▸ **Segment de texte**:
┌────────
Garo-musiques
Lovée au bord de la Garonne, Marmande a grandi et évolué par et avec son fleuve. Connue de tous comme la capitale de la tomate, la ville est aussi le précieux creuset des Garo-musiques.
Étrange chose que la musique, à la fois une et multiple, elle accompagne la vie, elle est partout. L'enfant dans son berceau en découvre les prémices : « dodo » chante sa mère attendrie. L'adolescent rougit devant l'amie, l'adorée, l'adulte désespère devant un sol pas si facile à cirer. Il en va ainsi à Marmande où la musique est présente sous toutes ses formes, du classique aux registres actuels en passant par l'opéra, le chant choral, les symphonies et les mélodies traditionnelles.
└────────
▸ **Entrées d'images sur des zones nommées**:
┌────────
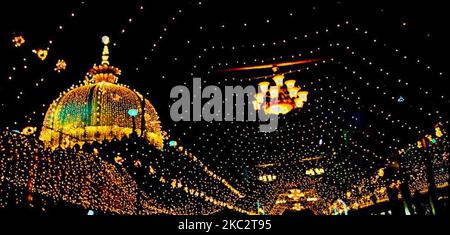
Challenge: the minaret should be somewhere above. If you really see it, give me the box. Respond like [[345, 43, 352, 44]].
[[86, 36, 121, 83], [102, 36, 109, 65]]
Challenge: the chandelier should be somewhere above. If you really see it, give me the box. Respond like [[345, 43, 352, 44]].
[[253, 70, 308, 115], [223, 59, 320, 115]]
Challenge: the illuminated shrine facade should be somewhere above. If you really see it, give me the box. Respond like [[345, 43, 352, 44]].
[[39, 37, 163, 148]]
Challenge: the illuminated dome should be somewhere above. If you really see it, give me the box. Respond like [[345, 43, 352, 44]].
[[39, 37, 163, 148]]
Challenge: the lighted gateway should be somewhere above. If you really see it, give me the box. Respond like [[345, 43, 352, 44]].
[[39, 36, 163, 148]]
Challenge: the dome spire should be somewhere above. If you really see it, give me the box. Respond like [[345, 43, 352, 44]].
[[86, 36, 121, 83], [102, 35, 109, 65]]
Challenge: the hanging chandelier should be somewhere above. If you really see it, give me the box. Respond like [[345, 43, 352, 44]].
[[224, 59, 320, 115], [253, 71, 308, 115]]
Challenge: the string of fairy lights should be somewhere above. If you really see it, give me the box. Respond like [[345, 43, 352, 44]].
[[0, 1, 449, 214]]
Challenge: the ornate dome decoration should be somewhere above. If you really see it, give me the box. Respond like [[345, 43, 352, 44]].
[[39, 36, 163, 148]]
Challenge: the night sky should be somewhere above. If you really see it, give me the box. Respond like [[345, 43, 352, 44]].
[[0, 0, 450, 215]]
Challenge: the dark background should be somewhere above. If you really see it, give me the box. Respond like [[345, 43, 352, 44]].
[[0, 0, 449, 217]]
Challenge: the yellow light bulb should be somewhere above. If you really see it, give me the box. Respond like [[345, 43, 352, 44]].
[[288, 87, 300, 98], [284, 80, 295, 89], [273, 74, 284, 86], [298, 91, 309, 102], [259, 82, 270, 94], [269, 86, 280, 98]]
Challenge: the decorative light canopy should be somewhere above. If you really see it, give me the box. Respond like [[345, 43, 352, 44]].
[[39, 36, 163, 148]]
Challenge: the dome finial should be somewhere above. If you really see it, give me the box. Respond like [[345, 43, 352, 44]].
[[102, 36, 109, 64]]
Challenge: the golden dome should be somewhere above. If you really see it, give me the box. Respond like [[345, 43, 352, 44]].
[[39, 35, 163, 148]]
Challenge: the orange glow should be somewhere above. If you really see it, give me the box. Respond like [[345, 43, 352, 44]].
[[264, 103, 294, 115], [284, 80, 295, 89], [259, 82, 270, 93], [224, 59, 321, 72], [273, 74, 284, 86]]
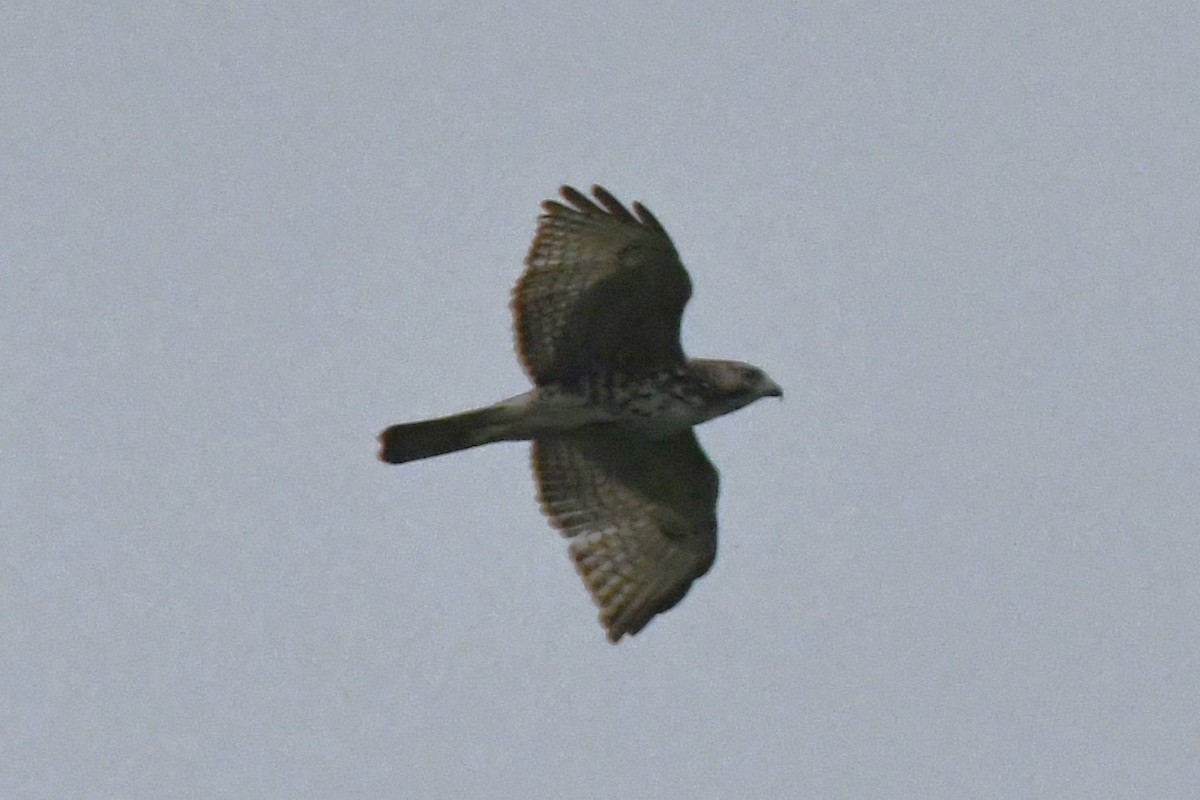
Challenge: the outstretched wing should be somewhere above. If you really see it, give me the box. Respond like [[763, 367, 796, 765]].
[[533, 431, 718, 642], [512, 186, 691, 385]]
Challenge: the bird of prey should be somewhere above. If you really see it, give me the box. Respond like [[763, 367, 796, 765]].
[[379, 186, 782, 643]]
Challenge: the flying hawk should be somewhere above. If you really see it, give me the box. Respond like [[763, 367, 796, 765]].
[[379, 186, 782, 643]]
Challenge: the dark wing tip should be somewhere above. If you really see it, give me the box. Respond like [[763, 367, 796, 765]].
[[592, 184, 637, 224], [558, 186, 601, 213], [634, 203, 666, 233]]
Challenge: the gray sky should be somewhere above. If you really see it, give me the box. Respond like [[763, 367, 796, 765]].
[[0, 1, 1200, 799]]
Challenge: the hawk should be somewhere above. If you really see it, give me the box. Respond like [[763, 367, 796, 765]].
[[379, 186, 782, 643]]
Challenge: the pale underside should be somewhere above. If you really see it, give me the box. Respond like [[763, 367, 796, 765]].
[[512, 187, 718, 642]]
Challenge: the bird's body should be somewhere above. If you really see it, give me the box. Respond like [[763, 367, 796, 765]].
[[379, 187, 782, 642]]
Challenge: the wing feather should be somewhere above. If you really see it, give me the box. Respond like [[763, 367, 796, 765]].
[[533, 431, 718, 642], [512, 186, 691, 385]]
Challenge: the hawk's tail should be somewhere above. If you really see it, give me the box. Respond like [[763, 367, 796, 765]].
[[379, 405, 511, 464]]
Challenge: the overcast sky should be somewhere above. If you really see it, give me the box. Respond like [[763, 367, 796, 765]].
[[0, 1, 1200, 800]]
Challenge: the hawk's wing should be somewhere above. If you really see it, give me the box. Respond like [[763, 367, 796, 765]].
[[512, 186, 691, 385], [533, 431, 718, 642]]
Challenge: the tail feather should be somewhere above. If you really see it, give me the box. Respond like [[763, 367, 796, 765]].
[[379, 407, 508, 464]]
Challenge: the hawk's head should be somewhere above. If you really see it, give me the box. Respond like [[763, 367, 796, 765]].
[[688, 359, 784, 419]]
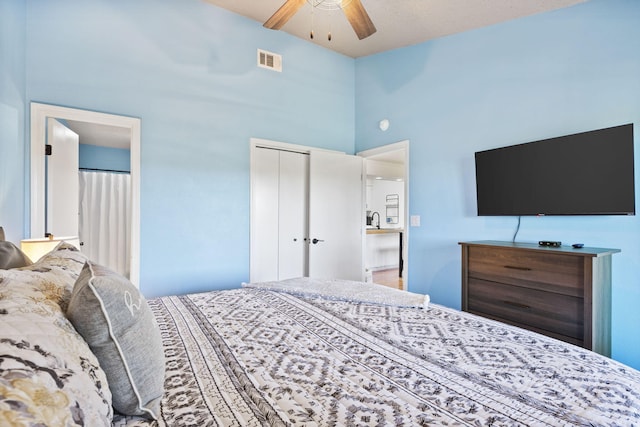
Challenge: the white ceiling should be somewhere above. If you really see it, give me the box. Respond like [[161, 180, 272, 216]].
[[65, 120, 131, 150], [204, 0, 587, 58]]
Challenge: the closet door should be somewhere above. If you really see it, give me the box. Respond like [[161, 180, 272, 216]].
[[250, 148, 280, 282], [309, 151, 364, 281], [278, 151, 309, 280]]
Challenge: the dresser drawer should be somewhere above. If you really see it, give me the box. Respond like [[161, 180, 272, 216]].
[[468, 247, 584, 296], [468, 278, 584, 340]]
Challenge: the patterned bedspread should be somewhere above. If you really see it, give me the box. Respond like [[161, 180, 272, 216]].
[[114, 288, 640, 427]]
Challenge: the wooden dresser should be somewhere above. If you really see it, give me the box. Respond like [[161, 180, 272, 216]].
[[460, 241, 620, 356]]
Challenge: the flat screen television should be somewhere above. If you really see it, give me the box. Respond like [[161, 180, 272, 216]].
[[475, 124, 635, 216]]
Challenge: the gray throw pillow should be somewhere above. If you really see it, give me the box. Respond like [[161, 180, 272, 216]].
[[67, 261, 164, 419], [0, 241, 32, 270]]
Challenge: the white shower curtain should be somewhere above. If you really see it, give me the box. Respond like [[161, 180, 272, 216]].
[[79, 170, 131, 277]]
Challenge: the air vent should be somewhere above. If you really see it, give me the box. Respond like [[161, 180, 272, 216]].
[[258, 49, 282, 71]]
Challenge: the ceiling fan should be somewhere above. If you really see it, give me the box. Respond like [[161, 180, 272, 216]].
[[262, 0, 376, 40]]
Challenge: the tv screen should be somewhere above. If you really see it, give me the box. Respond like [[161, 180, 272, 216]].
[[475, 124, 635, 216]]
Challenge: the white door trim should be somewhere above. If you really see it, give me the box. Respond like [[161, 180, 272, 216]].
[[29, 102, 140, 286], [356, 139, 410, 290]]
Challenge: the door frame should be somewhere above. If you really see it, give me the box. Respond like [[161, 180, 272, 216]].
[[356, 139, 410, 290], [29, 102, 141, 287]]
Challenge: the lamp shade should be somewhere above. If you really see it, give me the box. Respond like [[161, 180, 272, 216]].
[[20, 236, 80, 262]]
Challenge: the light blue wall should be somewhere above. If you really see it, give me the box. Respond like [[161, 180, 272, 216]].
[[0, 0, 26, 243], [78, 144, 131, 172], [26, 0, 355, 297], [356, 0, 640, 368]]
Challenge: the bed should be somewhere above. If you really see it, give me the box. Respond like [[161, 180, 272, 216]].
[[0, 239, 640, 426]]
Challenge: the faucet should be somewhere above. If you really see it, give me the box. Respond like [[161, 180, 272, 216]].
[[371, 212, 380, 230]]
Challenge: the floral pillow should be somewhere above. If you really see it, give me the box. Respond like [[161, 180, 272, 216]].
[[0, 243, 113, 426]]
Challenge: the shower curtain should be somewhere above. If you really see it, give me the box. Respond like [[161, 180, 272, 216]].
[[78, 170, 131, 278]]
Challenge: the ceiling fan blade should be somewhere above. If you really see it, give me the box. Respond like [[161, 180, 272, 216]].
[[342, 0, 377, 40], [262, 0, 306, 30]]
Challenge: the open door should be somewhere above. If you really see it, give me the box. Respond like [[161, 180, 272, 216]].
[[43, 118, 80, 237], [309, 151, 364, 281]]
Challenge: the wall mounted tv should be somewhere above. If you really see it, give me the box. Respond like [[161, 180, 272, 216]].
[[475, 124, 635, 216]]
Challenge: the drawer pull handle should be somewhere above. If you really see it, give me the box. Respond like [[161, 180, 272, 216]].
[[502, 301, 531, 310], [504, 265, 531, 271]]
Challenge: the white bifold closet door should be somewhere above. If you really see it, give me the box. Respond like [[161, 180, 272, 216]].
[[46, 118, 79, 237], [79, 171, 131, 277], [251, 148, 309, 282], [250, 147, 364, 282]]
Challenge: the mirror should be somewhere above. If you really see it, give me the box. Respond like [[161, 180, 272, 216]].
[[30, 102, 140, 286]]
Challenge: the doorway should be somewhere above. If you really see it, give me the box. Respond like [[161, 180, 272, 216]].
[[30, 102, 140, 286], [358, 140, 409, 290]]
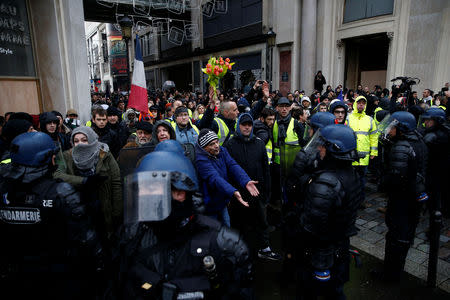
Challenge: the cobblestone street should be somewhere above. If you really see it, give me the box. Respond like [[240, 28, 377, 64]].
[[351, 182, 450, 292]]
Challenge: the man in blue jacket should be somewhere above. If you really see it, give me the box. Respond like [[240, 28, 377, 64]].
[[195, 128, 259, 227]]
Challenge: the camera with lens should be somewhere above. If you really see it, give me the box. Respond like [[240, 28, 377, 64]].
[[391, 76, 420, 94]]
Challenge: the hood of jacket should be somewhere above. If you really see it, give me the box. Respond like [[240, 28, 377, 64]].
[[150, 120, 177, 145], [217, 114, 236, 132], [236, 113, 255, 140]]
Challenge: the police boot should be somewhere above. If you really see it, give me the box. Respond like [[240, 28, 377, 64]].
[[384, 238, 410, 282]]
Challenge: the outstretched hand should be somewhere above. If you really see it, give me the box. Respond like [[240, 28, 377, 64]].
[[234, 191, 248, 207], [245, 180, 259, 197]]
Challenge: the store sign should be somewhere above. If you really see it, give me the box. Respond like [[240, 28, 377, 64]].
[[0, 0, 35, 77], [106, 24, 127, 75]]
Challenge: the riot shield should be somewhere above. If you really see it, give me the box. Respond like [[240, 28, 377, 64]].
[[117, 145, 155, 179]]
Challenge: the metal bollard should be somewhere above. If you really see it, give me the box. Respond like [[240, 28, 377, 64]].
[[427, 210, 442, 288]]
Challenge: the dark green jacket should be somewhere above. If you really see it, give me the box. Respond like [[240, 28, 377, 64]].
[[53, 149, 123, 236]]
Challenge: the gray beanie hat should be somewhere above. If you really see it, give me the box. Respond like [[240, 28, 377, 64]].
[[70, 126, 109, 170], [197, 128, 219, 148], [70, 126, 98, 144]]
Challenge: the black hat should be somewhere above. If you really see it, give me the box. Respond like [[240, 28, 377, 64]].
[[136, 121, 153, 133], [2, 119, 33, 143], [9, 112, 33, 123], [277, 97, 291, 105], [173, 106, 188, 118], [106, 106, 122, 118], [39, 111, 59, 126], [150, 105, 159, 112], [239, 113, 253, 124]]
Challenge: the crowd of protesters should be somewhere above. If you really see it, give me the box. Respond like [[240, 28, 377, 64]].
[[0, 76, 450, 298]]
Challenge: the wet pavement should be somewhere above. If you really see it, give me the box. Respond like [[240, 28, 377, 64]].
[[255, 179, 450, 300], [350, 182, 450, 292], [256, 252, 450, 300]]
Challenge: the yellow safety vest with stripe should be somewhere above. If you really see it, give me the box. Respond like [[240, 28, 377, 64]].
[[214, 117, 236, 146], [170, 120, 200, 134], [0, 158, 11, 165], [273, 118, 301, 175], [373, 107, 383, 128], [347, 96, 379, 166], [266, 139, 273, 165]]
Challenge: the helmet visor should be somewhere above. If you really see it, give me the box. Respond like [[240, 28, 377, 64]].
[[378, 114, 398, 138], [124, 171, 172, 224], [303, 129, 325, 153]]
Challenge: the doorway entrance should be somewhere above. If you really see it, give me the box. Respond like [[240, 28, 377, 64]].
[[345, 33, 389, 91]]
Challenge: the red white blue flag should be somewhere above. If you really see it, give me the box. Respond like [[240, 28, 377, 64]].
[[128, 35, 148, 113]]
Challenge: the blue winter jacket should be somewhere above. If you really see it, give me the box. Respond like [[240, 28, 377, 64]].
[[195, 144, 251, 214]]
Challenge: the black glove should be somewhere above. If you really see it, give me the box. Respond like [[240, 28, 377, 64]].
[[84, 174, 108, 187]]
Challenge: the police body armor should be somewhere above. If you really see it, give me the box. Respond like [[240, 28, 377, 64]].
[[119, 215, 251, 300], [301, 168, 361, 282], [0, 179, 85, 270]]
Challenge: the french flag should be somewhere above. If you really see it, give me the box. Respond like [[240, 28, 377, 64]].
[[128, 35, 148, 113]]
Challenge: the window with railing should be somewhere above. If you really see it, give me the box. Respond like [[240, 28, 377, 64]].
[[344, 0, 394, 23]]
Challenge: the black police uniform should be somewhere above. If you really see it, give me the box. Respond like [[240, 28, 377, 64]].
[[119, 215, 252, 299], [423, 122, 450, 216], [383, 131, 428, 281], [0, 166, 101, 299], [299, 157, 361, 299]]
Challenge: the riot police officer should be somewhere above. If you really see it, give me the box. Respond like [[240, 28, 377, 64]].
[[282, 112, 335, 283], [374, 111, 428, 282], [0, 132, 101, 299], [298, 124, 361, 299], [421, 107, 450, 216], [119, 141, 252, 299], [286, 112, 336, 204]]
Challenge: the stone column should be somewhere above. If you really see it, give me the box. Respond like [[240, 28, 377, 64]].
[[336, 40, 345, 86], [300, 0, 317, 94], [29, 0, 91, 122]]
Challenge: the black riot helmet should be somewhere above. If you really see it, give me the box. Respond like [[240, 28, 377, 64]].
[[125, 140, 198, 223]]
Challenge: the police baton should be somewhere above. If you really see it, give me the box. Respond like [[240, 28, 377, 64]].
[[427, 210, 442, 287]]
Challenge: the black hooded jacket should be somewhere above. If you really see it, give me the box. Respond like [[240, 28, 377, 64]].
[[424, 123, 450, 205], [39, 112, 72, 152], [300, 157, 361, 248], [91, 122, 121, 158], [149, 120, 177, 145], [224, 113, 270, 202], [253, 120, 273, 144]]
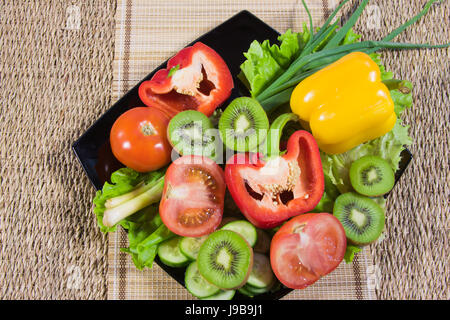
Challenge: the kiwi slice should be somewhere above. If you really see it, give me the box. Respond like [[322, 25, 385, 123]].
[[197, 230, 253, 290], [167, 110, 217, 159], [219, 97, 269, 152], [333, 192, 384, 245], [350, 156, 395, 197]]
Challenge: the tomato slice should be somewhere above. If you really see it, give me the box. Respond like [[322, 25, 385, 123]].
[[159, 155, 225, 237], [270, 213, 347, 289]]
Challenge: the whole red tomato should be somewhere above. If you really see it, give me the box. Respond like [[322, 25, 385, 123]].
[[110, 107, 172, 172]]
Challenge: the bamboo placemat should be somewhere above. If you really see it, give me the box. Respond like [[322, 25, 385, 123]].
[[108, 0, 375, 299]]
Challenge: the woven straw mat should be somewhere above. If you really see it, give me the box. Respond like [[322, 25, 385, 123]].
[[0, 0, 450, 299], [0, 0, 116, 299]]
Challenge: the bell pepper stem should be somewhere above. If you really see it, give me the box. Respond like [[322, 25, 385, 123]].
[[264, 113, 299, 160]]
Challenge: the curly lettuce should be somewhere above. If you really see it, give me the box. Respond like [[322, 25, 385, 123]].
[[94, 168, 175, 270]]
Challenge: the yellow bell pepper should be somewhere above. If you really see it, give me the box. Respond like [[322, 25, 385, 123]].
[[290, 52, 397, 154]]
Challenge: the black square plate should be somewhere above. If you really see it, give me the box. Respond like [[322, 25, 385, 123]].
[[72, 11, 412, 299]]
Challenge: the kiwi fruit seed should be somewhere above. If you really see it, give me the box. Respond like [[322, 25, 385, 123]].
[[197, 230, 253, 290], [333, 192, 385, 245], [219, 97, 269, 152], [167, 110, 217, 160], [350, 156, 395, 197]]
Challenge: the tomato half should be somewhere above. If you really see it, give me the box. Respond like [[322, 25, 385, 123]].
[[109, 107, 172, 172], [270, 213, 347, 289], [159, 155, 225, 237]]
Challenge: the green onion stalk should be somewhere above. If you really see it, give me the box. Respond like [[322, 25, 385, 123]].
[[255, 0, 450, 112]]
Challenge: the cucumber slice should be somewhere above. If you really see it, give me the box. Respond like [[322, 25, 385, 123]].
[[201, 290, 236, 300], [247, 252, 275, 288], [180, 235, 208, 260], [184, 261, 220, 298], [158, 237, 189, 267], [222, 220, 258, 247]]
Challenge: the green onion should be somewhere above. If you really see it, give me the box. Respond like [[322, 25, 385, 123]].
[[256, 0, 450, 112]]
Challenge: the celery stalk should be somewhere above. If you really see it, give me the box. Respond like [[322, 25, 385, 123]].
[[103, 177, 164, 227]]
└────────
▸ **Consigne**: Transcrivez fidèlement le passage du texte sur les Garo-musiques qui commence aux mots « Étrange chose que » et s'arrête après « les mélodies traditionnelles. ».

▸ **Réponse attendue**:
Étrange chose que la musique, à la fois une et multiple, elle accompagne la vie, elle est partout. L'enfant dans son berceau en découvre les prémices : « dodo » chante sa mère attendrie. L'adolescent rougit devant l'amie, l'adorée, l'adulte désespère devant un sol pas si facile à cirer. Il en va ainsi à Marmande où la musique est présente sous toutes ses formes, du classique aux registres actuels en passant par l'opéra, le chant choral, les symphonies et les mélodies traditionnelles.